■ 指示 A:
本文の後に置かれた一覧を、依頼1件につき1行の2列CSVとしてまとめてください。列名は「依頼文」と「回答」とし、それぞれの値を引用符付きの1フィールドに収めて改行は空白に置き換え、画像は出力に含めないでください。

************

前回はプラスチック製のホースクランプを排除して金属製に替えるなど、 水漏れの改善を主に進めましたが、 結局交換したクランプからも水漏れしてポンプがエアを噛んでしまい、 沸騰→試走中止となりました。
 
今回はこのクランプの再交換と、エアを噛みにくい位置へのポンプ移動を行います。
 
 
 

一晩明けて、ラジエターホースの接続部から冷却水が垂れて水溜りが出来てました。
 
 

ノールマホースクランプ

プラスチック製のホースクランプで水漏れしたのは締め付け力が足りなかったからだろうと思い、 近所の金物屋さんでテキトーな金属製クランプを買ってきて投入しましたが、 むしろこの金属クランプの方が漏れ量が多いという意外な結果でした。
 
逆に、今まで漏れてない所は全て(一箇所だけ別物) ノールマというドイツのメーカー の全ステンレスのクランプです。 以前から「全ステンレス」というところが気に入って愛用していたのですが、 実はこのノールマクランプって締め付け性能の面でも優れたものだったのかもしれません。
 
前回水漏れしたクランプとどこがどう違うのかよく見比べてみることにしました。
 
 

こちらは近所のオジーチャンが営む金物屋さんで買ってきた“ジーチャンクランプ”
バンドとハウジングがステンレス製で締め込みスクリューが鉄製。
 
 

こちらが水漏れが起きていない“ノールマクランプ”
バンド、ハウジング、締め込みスクリューともステンレス製です。
 
 
 
ノールマはホースに接する面の構造が几帳面に斜めにしてありますね。
スクリューホルダーの下面が真直ぐだけど、そこに接するバンドが“く”の字形に盛り上げられていて、 スクリューホルダー下面とバンドの内側が連続面を形成するようになっている。
更にバンドの重なり部分も斜めに切ってあって、ここもホース軸に対して平行な溝ができないように工夫されてます。 重なりのベロの部分に溝が切ってあるのは、締め込みの時にスクリューホルダー部が滑らないような配慮でしょうか。
バンドのフチもクルッと丸めてあって、ホースを傷つけにくいようになってます。
スクリューとの噛み合わせも盛り上げ形状で、スクリューと面で接触する構造になっていて、 強いトルクで締められるようになってます。
 
対するジーチャンクリップはスクリューホルダーの折り曲げとかバンドの重なり部分とかに、 ホース軸に対して平行な溝がそのまま残ってます。

************

■ 指示 B:
次の(i)〜(iii)は、ホースクランプについての本文と合っていますか。それぞれ「はい」か「いいえ」で答え、判断の決め手となる本文の語句を引用で添えてください。
(i) ジーチャンクランプの締め込みスクリューはステンレス製である。
(ii) ノールマはドイツのメーカーである。
(iii) 金物屋さんで買った金属製クランプに替えたところ、漏れ量が減った。

■ 保存データ:
************

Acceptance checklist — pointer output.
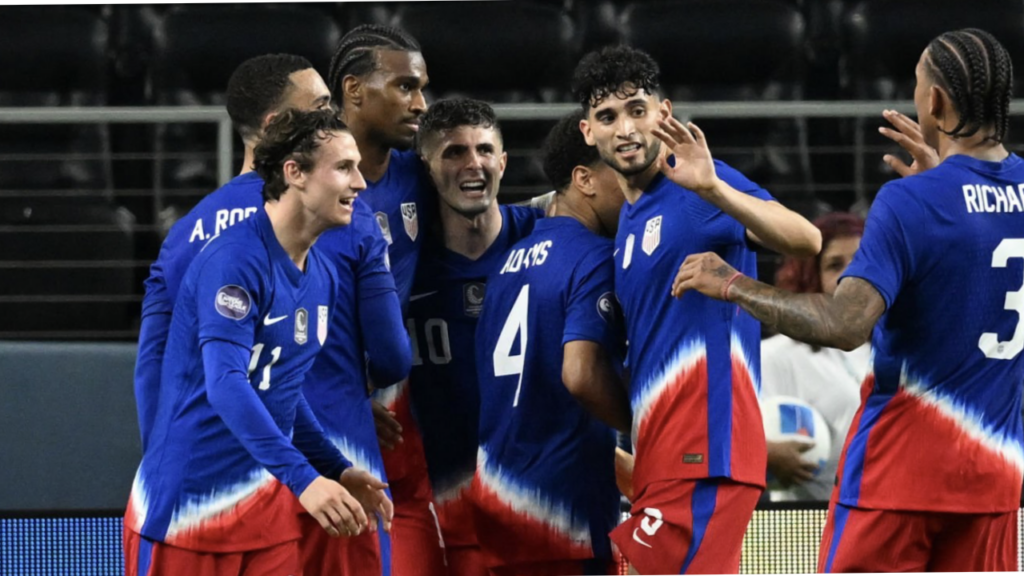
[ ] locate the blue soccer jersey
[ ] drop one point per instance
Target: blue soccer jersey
(402, 201)
(695, 361)
(939, 426)
(226, 206)
(442, 314)
(545, 486)
(222, 470)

************

■ 出力結果 A:
依頼文,回答
"Acceptance checklist — pointer output. [ ] locate the blue soccer jersey [ ] drop one point per instance Target: blue soccer jersey","(402, 201) (695, 361) (939, 426) (226, 206) (442, 314) (545, 486) (222, 470)"

■ 出力結果 B:
(i) いいえ:「バンドとハウジングがステンレス製で締め込みスクリューが鉄製」
(ii) はい:「ノールマというドイツのメーカー」
(iii) いいえ:「むしろこの金属クランプの方が漏れ量が多いという意外な結果でした」